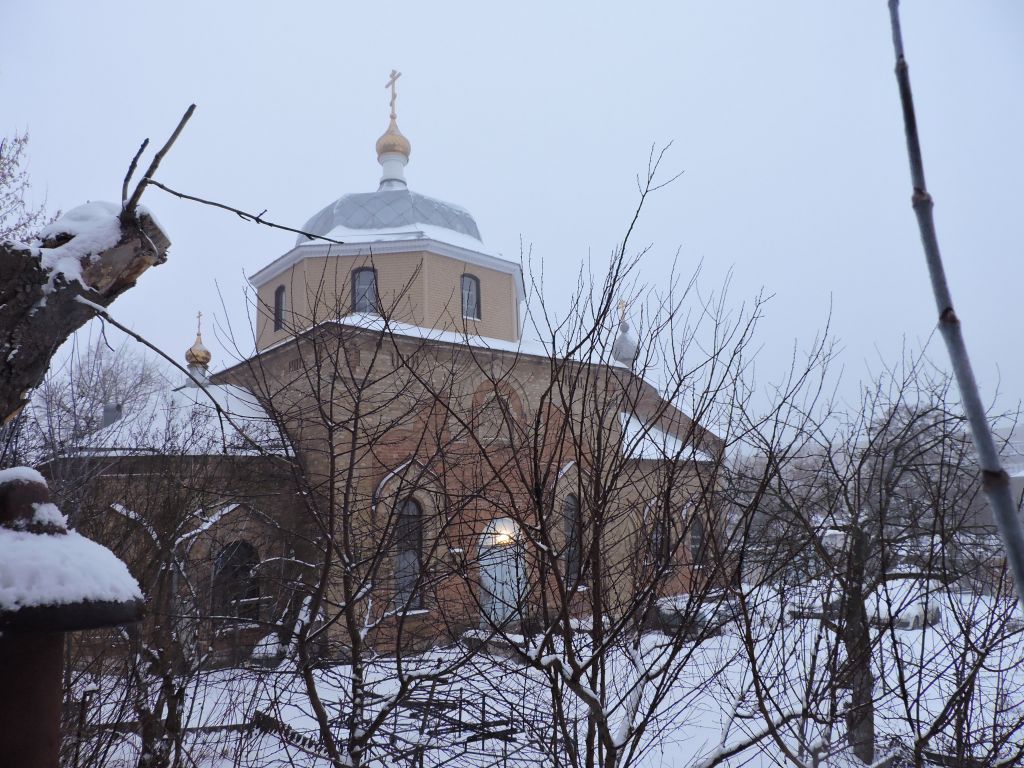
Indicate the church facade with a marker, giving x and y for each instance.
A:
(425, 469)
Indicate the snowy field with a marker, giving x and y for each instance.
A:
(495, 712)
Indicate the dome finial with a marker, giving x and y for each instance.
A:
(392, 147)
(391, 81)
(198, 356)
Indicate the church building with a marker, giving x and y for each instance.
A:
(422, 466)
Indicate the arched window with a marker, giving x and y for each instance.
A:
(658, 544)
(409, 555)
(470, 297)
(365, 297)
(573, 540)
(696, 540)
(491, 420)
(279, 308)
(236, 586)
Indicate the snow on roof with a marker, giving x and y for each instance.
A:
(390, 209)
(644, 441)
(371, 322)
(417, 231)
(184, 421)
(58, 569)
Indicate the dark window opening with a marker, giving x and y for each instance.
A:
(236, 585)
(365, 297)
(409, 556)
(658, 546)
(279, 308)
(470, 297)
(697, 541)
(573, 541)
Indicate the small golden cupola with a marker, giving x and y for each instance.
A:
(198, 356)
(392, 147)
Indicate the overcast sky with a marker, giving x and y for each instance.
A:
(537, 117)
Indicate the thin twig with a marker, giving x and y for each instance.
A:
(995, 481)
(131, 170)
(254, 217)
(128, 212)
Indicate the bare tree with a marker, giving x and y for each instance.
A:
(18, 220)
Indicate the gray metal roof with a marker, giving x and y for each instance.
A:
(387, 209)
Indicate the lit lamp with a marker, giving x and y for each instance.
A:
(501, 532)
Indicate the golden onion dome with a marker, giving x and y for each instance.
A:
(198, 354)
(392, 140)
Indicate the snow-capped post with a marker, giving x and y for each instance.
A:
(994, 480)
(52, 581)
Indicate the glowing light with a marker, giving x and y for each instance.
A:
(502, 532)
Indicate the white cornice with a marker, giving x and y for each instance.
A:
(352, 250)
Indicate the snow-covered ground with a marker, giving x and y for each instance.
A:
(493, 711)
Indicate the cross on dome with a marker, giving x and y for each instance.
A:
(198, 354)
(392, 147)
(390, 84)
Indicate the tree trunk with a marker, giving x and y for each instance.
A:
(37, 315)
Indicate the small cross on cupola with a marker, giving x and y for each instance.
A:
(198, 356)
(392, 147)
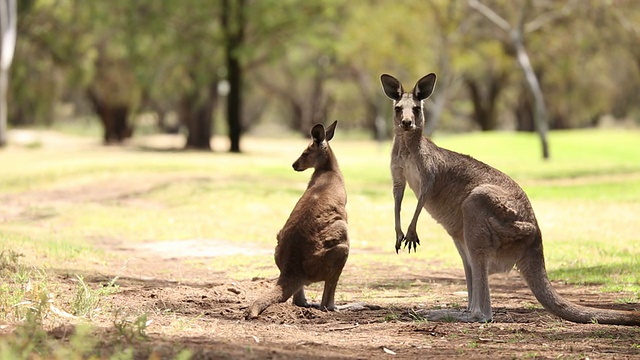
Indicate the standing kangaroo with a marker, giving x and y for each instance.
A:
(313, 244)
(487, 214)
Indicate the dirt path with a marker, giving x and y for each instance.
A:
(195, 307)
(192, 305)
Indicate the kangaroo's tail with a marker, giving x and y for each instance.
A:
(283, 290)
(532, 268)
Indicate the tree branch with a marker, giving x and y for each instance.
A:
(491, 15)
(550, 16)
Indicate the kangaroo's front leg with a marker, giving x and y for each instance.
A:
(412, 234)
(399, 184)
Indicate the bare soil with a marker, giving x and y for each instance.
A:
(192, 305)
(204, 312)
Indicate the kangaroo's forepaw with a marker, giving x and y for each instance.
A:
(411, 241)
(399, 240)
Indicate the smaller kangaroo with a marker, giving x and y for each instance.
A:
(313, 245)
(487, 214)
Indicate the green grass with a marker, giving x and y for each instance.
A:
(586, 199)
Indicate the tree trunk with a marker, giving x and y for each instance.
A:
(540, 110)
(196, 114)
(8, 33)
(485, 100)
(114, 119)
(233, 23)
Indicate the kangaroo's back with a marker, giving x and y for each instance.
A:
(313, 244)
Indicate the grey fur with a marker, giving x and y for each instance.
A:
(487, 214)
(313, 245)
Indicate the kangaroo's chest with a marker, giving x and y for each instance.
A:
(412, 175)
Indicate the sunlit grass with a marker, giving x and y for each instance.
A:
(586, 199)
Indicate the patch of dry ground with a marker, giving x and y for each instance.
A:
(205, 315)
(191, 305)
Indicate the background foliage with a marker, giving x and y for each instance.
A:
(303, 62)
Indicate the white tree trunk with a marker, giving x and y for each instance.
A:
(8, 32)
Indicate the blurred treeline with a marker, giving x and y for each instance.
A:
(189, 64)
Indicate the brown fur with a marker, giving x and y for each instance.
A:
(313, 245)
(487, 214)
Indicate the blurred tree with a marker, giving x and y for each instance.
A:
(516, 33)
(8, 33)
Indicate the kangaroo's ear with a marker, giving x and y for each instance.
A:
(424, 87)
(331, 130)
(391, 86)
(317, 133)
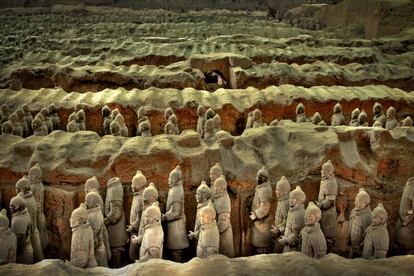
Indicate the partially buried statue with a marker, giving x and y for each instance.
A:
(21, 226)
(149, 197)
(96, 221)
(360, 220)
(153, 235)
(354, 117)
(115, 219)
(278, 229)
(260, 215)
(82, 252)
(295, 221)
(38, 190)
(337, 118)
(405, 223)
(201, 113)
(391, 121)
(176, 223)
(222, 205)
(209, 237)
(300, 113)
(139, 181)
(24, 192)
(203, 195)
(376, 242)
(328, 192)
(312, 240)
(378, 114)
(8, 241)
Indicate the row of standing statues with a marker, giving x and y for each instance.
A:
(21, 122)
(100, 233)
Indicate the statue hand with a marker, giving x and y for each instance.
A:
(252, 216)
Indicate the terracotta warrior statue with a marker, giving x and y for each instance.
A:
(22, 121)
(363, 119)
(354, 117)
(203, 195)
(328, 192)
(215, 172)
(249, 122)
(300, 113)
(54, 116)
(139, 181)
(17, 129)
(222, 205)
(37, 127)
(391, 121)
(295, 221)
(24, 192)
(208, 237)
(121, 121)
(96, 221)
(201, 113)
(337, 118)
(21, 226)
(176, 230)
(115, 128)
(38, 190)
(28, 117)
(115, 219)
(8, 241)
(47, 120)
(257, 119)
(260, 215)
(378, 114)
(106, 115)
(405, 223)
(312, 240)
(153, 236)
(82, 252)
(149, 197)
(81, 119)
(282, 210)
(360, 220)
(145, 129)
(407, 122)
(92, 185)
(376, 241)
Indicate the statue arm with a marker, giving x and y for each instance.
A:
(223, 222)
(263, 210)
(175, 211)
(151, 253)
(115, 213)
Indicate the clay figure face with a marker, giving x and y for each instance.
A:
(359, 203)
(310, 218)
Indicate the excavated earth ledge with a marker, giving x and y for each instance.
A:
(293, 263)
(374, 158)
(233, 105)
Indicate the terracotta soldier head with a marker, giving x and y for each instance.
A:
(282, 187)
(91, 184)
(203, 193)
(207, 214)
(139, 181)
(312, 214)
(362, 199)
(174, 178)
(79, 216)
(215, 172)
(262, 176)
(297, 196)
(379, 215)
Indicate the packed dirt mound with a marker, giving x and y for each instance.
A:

========================================================================

* EXERCISE:
Rename "instance" to "occurrence" in the lines from the one containing "Indicate the statue hand" through the last line, and give those lines again with everything else unchanged.

* THE OUTPUT:
Indicate the statue hand with a marker, giving x and y for each occurrence.
A:
(252, 216)
Indicate the terracotta warrior statue with a marker, giving x and y for each occurrence.
A:
(22, 121)
(363, 119)
(354, 117)
(203, 195)
(328, 192)
(215, 172)
(249, 122)
(300, 113)
(54, 116)
(139, 181)
(17, 129)
(222, 205)
(37, 127)
(391, 121)
(295, 221)
(24, 192)
(208, 237)
(121, 121)
(96, 221)
(201, 113)
(337, 118)
(21, 226)
(176, 230)
(115, 128)
(38, 190)
(28, 117)
(115, 219)
(8, 241)
(47, 120)
(257, 119)
(260, 215)
(378, 114)
(106, 115)
(405, 223)
(312, 240)
(153, 236)
(82, 252)
(149, 197)
(81, 119)
(282, 210)
(360, 220)
(145, 129)
(407, 122)
(92, 185)
(376, 241)
Indicate the statue arm with a marker, giving x and y for each occurrence.
A:
(223, 222)
(263, 210)
(175, 211)
(151, 253)
(115, 213)
Indicate the clay figure face with a marker, giving x and y for each occurrence.
A:
(359, 203)
(310, 218)
Indicate the excavated earth ledge with a marker, giving x and y for each occurrence.
A:
(293, 263)
(374, 158)
(233, 105)
Indicate the terracotta soldier head with a marker, giving x and y for each occurrence.
A:
(282, 187)
(91, 184)
(203, 193)
(207, 214)
(139, 181)
(312, 214)
(362, 199)
(174, 178)
(79, 216)
(215, 172)
(262, 176)
(297, 196)
(379, 215)
Indicate the packed dirt mound with a marker, giving x and y for each occurrence.
A:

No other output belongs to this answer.